§ SOURCE TEXT:
Blown Head Gasket
-Will



You should stuff paper towels in the cam valley and in the cylinders to keep debris from getting down there. But you will get some there anyway. Spray some WD-40 down there and use the shop vac to get most of it out. I soaked paper towels with lacquer thinner and placed them on top of the pistons, covering with plastic to reduce evaporation, to disolve oil and carbon deposits. I then rotated the engine a few times and wiped off any debris that was left by the rings on on the cylinder walls. Use the shop vacuum often.
Just to be safe, you should replace the head bolts. The orignals bolts may have damaged threads or stretched. You can order a complete set from your local Chevy dealer, but Scoggin-Dickey sells a set for about $26 delivered UPS or about 1/2 the price of my local dealer. The ARP bolts cost more (about $45) but some think they are worth it. If you engine is not modified, stock head bolts will be fine.

§ WRITTEN REQUEST 1: Count the lines in the records that contain the word "trousers", and give only the number.

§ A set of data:
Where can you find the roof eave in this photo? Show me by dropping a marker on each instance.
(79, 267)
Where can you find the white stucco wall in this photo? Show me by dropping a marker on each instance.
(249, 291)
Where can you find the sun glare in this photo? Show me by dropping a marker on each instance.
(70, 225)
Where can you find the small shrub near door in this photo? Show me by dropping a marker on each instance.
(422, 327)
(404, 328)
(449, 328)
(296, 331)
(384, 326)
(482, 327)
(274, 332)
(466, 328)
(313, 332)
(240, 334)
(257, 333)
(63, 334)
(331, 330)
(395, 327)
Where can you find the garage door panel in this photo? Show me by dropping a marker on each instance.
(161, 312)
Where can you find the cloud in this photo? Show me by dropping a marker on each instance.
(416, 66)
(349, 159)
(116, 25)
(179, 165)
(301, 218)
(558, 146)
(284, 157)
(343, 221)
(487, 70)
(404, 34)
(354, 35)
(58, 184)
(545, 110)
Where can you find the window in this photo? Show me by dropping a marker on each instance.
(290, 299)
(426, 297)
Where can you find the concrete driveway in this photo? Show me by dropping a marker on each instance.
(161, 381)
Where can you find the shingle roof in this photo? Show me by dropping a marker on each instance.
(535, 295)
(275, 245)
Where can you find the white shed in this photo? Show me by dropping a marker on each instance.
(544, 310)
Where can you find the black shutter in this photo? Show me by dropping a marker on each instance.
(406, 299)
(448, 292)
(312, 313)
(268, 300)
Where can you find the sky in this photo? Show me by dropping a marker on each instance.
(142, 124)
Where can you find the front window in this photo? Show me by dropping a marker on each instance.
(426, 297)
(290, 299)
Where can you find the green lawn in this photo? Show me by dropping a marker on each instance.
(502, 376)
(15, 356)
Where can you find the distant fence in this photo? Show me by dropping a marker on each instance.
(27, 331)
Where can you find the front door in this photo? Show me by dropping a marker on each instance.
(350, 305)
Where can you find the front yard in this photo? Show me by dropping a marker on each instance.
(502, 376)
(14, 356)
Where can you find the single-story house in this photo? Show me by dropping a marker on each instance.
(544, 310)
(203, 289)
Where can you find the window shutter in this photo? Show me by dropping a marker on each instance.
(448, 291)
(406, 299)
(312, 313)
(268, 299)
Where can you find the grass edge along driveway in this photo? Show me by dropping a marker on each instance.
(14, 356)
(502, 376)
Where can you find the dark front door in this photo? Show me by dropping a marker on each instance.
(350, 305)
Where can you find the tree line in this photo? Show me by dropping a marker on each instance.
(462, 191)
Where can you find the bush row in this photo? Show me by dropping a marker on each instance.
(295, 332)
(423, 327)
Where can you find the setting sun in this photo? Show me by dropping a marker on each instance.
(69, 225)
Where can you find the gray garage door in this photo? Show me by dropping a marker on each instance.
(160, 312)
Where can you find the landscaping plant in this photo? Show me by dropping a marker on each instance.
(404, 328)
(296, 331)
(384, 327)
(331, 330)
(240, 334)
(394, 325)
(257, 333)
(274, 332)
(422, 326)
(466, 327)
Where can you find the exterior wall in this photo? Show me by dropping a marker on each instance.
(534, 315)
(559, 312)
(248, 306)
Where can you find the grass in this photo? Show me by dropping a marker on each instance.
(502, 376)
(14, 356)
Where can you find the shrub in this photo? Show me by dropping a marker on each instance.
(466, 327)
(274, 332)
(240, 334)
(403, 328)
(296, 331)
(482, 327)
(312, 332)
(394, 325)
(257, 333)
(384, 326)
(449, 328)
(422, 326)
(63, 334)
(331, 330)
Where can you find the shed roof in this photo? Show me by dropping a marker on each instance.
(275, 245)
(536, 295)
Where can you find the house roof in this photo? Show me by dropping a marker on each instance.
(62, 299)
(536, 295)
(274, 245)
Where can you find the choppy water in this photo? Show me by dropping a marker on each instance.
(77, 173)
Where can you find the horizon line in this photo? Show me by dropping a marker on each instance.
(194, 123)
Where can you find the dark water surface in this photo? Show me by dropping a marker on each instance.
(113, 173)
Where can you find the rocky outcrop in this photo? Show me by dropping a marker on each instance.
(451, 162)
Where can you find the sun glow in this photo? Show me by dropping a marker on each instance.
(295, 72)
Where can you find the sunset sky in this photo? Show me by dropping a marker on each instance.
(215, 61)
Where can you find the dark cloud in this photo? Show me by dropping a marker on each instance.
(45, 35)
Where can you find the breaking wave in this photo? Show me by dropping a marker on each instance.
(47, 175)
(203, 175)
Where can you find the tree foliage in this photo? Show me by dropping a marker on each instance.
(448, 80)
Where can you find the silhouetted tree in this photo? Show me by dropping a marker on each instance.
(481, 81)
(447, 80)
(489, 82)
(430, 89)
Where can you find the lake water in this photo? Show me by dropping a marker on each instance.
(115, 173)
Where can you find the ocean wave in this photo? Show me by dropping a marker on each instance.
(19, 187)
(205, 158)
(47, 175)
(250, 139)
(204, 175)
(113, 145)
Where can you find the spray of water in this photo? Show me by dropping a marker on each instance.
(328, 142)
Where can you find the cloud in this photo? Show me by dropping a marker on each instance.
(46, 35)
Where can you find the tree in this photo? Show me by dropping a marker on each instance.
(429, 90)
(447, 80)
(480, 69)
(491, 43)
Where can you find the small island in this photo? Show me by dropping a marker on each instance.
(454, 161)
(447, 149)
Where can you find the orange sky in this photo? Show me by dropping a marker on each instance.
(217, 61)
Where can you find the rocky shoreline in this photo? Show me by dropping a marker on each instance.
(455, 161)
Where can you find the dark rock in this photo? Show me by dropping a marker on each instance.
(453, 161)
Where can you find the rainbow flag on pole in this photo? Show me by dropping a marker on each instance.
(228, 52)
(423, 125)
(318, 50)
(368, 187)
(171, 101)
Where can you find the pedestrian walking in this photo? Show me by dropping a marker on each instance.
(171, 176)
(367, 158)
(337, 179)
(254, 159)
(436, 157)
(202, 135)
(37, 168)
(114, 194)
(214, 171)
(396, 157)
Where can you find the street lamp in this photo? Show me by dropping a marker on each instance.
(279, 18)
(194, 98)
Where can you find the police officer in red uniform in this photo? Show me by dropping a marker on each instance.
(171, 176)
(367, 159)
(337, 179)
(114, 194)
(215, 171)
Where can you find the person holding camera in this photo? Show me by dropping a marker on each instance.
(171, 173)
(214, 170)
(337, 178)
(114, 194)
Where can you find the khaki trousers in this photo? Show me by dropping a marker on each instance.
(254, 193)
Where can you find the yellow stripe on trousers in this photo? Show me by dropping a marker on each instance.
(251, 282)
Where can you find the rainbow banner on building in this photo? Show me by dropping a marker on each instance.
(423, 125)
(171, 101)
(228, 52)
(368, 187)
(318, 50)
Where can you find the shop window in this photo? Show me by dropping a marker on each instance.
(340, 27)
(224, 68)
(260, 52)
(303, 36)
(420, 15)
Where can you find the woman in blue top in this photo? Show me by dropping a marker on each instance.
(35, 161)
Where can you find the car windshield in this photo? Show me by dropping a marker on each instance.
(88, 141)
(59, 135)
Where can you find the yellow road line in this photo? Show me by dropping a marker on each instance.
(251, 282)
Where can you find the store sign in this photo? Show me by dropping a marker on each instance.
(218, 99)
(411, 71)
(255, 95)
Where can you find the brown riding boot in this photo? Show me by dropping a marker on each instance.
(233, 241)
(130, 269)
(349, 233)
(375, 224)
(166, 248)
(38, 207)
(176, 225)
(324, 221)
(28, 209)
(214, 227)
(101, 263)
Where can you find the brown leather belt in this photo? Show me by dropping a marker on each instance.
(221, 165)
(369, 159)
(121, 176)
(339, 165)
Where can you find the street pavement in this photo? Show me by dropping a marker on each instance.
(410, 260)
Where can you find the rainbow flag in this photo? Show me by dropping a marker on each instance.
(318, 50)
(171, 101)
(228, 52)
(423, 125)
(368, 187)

§ WRITTEN REQUEST 2: In the head gasket text, about how much does Scoggin-Dickey charge for a set of head bolts?

§ FINAL ANSWER 1: 2

§ FINAL ANSWER 2: About $26, delivered UPS.